Dataset items:
───

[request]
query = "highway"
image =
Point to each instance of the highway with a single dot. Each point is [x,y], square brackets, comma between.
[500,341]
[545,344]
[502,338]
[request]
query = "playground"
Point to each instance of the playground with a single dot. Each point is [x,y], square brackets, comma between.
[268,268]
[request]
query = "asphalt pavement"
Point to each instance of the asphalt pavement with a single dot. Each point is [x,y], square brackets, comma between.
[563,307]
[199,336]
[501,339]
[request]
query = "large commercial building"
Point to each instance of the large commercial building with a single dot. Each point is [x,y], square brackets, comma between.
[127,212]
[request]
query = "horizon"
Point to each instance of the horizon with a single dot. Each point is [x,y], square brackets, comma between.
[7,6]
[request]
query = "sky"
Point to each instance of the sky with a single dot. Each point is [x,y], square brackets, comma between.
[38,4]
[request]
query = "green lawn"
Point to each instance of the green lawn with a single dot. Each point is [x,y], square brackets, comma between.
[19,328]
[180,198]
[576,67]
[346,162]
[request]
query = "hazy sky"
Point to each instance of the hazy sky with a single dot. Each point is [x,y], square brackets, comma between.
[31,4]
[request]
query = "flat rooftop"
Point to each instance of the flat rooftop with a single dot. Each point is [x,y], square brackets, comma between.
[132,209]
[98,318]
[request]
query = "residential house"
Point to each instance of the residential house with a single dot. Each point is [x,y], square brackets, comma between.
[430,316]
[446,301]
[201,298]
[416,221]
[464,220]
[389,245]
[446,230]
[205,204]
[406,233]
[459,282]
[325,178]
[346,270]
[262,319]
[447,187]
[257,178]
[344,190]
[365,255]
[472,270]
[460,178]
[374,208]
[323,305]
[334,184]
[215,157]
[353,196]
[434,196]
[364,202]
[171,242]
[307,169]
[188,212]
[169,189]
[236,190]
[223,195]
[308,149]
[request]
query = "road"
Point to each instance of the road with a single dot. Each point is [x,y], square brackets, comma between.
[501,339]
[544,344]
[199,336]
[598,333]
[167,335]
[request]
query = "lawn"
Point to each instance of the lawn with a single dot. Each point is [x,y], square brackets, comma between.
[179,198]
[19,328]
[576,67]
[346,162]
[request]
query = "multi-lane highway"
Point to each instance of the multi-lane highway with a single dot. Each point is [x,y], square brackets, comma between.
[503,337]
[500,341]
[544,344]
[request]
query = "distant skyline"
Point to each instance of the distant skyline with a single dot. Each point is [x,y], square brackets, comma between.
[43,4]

───

The records need to be copied exactly, with no line left out.

_Answer area_:
[request]
query = "highway"
image =
Point to each instance of the highway with a single dot. Each point is [x,y], square brackets, comma between.
[500,341]
[545,344]
[502,338]
[request]
query = "playground"
Point to each instance of the playground with a single dot. Each point is [x,y], square brackets, comma between.
[268,268]
[request]
query = "asphalt pavement"
Point to each instance of the asphalt pavement with a single dot. Each point is [x,y], square brackets, comma between.
[563,307]
[199,336]
[501,339]
[request]
query = "large commercial building"
Point to each instance of the large commercial building with a single dot. Each point is [x,y], square brackets, comma between.
[127,212]
[request]
query = "horizon"
Point to each instance of the horizon with a single dot. Each point is [x,y], square brackets, comma between.
[7,6]
[request]
query = "sky"
Point to each instance of the sky with a single dot. Each point is [x,y], square brackets, comma between.
[38,4]
[request]
query = "green lawn"
Point to each instance of the green lawn with a single dot. Each point is [x,y], square brackets, comma between.
[19,328]
[180,198]
[576,67]
[346,162]
[request]
query = "hazy sky"
Point to each instance of the hazy sky with a single dot. Each point is [x,y], square brackets, comma between.
[31,4]
[request]
query = "flat rooftop"
Point to each instance of the flat rooftop with a single dot. Each point is [x,y], square brackets, comma between.
[132,209]
[98,318]
[request]
query = "residential house"
Point to each instance of the residential house with a single dot. Each point is [x,y], square brackets, comma between.
[430,316]
[446,301]
[201,298]
[416,221]
[464,220]
[389,245]
[446,230]
[205,204]
[406,233]
[459,282]
[325,178]
[346,270]
[262,319]
[447,187]
[257,178]
[344,190]
[365,255]
[472,270]
[460,178]
[374,208]
[323,305]
[334,184]
[215,157]
[353,196]
[434,196]
[364,202]
[171,242]
[307,169]
[188,212]
[169,189]
[236,190]
[223,195]
[308,149]
[request]
query = "road"
Point to each instance of the road with a single dot. Each point is [x,y], square brackets, comma between.
[501,339]
[544,344]
[199,336]
[598,333]
[167,335]
[request]
query = "lawn"
Point to each instance of the lawn with a single dot. Each point is [x,y], square brackets, comma between.
[179,198]
[19,328]
[576,67]
[346,162]
[request]
query = "multi-lane highway"
Point to each instance of the multi-lane highway with a single dot. Each point is [x,y], square brackets, comma between.
[503,337]
[500,341]
[544,344]
[request]
query = "distant skyline"
Point to each instance of the distant skyline with a single dot. Each point is [x,y], square brackets, comma between.
[43,4]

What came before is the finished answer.